● THE RECORDS
——

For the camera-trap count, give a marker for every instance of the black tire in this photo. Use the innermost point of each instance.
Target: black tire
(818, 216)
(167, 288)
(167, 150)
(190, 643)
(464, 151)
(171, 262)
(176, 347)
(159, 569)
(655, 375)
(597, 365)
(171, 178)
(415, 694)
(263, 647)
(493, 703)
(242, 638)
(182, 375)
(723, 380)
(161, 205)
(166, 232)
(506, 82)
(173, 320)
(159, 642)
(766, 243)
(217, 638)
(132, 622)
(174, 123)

——

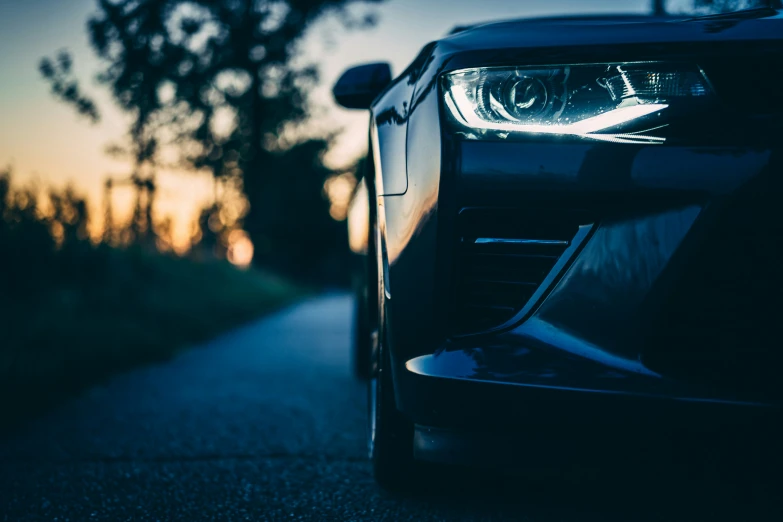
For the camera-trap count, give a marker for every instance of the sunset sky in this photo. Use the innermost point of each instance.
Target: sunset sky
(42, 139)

——

● WHAT THE TASK REQUIRES
Count the lines in the listing above that contain the string "trap". Reply with the number only.

● ANSWER
2